━━━━━ DATA TO USE

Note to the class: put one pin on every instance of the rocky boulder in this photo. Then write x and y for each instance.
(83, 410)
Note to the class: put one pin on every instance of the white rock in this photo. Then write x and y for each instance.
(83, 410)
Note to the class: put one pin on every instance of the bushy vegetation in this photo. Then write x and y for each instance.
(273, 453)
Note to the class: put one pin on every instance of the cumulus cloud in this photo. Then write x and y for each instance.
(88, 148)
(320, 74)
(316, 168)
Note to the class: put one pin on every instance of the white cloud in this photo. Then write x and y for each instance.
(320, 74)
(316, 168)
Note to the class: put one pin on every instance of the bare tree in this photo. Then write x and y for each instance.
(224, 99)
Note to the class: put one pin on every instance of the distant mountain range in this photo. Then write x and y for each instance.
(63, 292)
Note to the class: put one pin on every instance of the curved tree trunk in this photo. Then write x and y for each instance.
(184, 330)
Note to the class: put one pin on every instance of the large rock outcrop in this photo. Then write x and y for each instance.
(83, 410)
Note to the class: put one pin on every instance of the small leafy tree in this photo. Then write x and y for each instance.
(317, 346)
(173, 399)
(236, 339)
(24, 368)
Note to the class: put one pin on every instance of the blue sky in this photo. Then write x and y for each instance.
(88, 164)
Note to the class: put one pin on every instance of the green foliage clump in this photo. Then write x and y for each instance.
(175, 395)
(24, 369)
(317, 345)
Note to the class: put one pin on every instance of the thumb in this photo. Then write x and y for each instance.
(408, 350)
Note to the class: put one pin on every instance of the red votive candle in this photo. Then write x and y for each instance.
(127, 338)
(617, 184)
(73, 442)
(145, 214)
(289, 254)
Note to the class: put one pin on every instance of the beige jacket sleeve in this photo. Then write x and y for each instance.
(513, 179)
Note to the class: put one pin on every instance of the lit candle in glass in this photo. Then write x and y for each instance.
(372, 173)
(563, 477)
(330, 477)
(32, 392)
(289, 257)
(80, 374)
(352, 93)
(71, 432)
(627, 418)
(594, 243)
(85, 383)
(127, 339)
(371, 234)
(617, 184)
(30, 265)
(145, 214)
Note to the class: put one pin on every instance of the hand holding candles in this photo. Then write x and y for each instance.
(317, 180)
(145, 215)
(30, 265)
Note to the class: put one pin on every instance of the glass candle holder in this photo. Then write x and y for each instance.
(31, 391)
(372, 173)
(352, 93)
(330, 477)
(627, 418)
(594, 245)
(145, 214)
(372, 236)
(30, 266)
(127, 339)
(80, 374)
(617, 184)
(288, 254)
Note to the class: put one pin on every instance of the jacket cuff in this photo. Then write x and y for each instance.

━━━━━━━━━━

TASK GOAL:
Tail of the listing, starting at the line with "of the hand" and ending at the last line: output it exactly and add nothing.

YOUR RESPONSE:
Note to the class: put one pin on every instance of the hand holding candles in this photo. Then write x and y for each instance.
(317, 180)
(145, 215)
(30, 265)
Note to the class: put one pin on every instance of the glass candle holder in this photo. Then write x and y for each instance.
(31, 391)
(372, 173)
(352, 93)
(330, 477)
(627, 418)
(594, 245)
(145, 214)
(372, 236)
(30, 266)
(127, 339)
(80, 374)
(617, 184)
(288, 254)
Note to the class: put one pin on every instance of the jacket cuff in this photo. Then write x and y for each instance.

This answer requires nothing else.